## Exercise instructions
Copy out the lines word for word, starting at the line that contains "Could you point to the boy's chin" and stopping after the line that contains "column 146, row 213".

## Records for processing
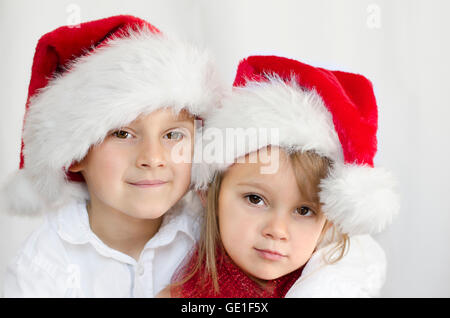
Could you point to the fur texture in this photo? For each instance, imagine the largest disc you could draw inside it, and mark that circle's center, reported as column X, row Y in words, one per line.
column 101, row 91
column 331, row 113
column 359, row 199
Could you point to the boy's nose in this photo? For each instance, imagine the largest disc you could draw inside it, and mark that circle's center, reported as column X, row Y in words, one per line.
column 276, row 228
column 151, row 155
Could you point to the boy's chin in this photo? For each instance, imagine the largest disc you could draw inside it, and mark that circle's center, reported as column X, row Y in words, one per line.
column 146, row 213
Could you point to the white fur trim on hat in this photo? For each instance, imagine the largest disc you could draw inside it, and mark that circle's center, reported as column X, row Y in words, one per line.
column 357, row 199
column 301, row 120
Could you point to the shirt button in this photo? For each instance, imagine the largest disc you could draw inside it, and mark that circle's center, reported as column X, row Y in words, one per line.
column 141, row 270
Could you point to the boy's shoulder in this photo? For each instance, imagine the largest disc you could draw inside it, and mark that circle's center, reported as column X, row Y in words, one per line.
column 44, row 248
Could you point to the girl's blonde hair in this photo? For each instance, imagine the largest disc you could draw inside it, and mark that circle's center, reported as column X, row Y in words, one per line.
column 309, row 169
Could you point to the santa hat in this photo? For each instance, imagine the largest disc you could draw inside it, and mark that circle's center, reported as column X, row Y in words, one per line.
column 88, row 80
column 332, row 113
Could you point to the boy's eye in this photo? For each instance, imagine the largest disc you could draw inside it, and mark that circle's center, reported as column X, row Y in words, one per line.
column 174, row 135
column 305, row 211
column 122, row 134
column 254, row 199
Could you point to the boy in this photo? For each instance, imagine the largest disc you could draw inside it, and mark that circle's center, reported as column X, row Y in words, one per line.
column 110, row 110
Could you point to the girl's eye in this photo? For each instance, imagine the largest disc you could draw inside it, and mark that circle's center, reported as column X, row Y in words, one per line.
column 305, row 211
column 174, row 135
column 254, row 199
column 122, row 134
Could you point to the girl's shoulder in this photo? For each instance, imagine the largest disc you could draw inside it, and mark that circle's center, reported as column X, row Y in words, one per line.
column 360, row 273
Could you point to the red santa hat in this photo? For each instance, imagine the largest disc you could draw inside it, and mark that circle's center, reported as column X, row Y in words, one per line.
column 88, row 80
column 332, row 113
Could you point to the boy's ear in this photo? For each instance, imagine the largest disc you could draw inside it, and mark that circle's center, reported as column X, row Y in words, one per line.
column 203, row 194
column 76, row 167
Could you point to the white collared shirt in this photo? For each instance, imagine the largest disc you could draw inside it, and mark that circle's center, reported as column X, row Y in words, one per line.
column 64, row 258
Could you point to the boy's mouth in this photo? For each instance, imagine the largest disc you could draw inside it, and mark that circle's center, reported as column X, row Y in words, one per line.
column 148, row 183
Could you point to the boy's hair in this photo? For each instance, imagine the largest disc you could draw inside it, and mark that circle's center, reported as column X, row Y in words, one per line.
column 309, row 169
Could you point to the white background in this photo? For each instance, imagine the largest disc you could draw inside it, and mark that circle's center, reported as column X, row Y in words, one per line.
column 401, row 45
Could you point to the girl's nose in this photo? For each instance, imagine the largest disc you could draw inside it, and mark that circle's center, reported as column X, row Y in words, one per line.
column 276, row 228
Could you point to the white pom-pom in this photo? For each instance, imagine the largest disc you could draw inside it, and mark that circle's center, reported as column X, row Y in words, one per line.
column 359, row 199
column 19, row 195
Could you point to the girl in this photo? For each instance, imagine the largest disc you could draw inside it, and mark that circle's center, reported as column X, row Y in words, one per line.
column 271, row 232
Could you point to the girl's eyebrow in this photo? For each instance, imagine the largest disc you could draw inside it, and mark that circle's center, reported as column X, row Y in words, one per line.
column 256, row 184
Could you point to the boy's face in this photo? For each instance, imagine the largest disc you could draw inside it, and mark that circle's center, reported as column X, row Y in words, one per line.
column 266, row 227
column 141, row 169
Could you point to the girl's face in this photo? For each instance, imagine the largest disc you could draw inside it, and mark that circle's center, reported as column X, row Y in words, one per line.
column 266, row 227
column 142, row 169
==
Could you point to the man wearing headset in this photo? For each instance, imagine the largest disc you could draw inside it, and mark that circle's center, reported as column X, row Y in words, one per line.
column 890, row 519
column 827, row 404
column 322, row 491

## Exercise output
Could you point to the boy's chin in this photo? For each instance, imagine the largest disc you could draw inside it, and mark that circle's center, reported as column X, row Y in words, one per line.
column 146, row 213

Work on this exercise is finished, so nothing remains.